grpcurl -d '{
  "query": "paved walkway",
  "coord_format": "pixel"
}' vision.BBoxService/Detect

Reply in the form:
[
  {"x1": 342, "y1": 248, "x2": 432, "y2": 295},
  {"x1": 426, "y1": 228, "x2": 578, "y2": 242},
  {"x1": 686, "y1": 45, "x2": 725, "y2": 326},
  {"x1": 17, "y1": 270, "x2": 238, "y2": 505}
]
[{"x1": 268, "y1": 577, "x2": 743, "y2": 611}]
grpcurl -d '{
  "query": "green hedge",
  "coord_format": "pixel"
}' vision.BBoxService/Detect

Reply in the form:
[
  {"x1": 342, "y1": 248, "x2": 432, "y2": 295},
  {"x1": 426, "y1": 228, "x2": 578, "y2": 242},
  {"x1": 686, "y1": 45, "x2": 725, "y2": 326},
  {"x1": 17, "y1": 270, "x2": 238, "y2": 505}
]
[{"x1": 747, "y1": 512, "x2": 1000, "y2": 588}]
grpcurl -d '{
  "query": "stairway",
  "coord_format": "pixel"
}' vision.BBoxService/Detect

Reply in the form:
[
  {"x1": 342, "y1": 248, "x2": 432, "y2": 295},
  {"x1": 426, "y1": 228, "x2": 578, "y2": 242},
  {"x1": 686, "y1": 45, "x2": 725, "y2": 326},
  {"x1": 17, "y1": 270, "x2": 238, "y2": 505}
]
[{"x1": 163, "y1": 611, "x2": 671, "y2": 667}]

__Exercise requirements__: Reproduce all of the data above line for line, with every character unchanged.

__Output for this exercise__:
grpcurl -d '{
  "query": "paved walkway",
  "coord_format": "pixel"
}' vision.BBoxService/Detect

Reply in the form:
[
  {"x1": 342, "y1": 248, "x2": 432, "y2": 295},
  {"x1": 426, "y1": 228, "x2": 578, "y2": 242},
  {"x1": 686, "y1": 45, "x2": 725, "y2": 326},
  {"x1": 17, "y1": 270, "x2": 238, "y2": 505}
]
[{"x1": 268, "y1": 577, "x2": 743, "y2": 611}]
grpcurl -d '{
  "query": "green hedge",
  "coord_format": "pixel"
}' vision.BBoxService/Detect

Reply in the form:
[
  {"x1": 342, "y1": 248, "x2": 432, "y2": 295},
  {"x1": 426, "y1": 228, "x2": 578, "y2": 242},
  {"x1": 686, "y1": 45, "x2": 725, "y2": 326},
  {"x1": 17, "y1": 270, "x2": 238, "y2": 505}
]
[{"x1": 747, "y1": 512, "x2": 1000, "y2": 588}]
grpcurl -d '{
  "query": "stairway",
  "coord_format": "pixel"
}' vision.BBoxService/Detect

Reply in the form:
[
  {"x1": 342, "y1": 248, "x2": 432, "y2": 295},
  {"x1": 426, "y1": 228, "x2": 578, "y2": 242},
  {"x1": 686, "y1": 45, "x2": 725, "y2": 326},
  {"x1": 17, "y1": 270, "x2": 238, "y2": 505}
]
[{"x1": 163, "y1": 611, "x2": 671, "y2": 667}]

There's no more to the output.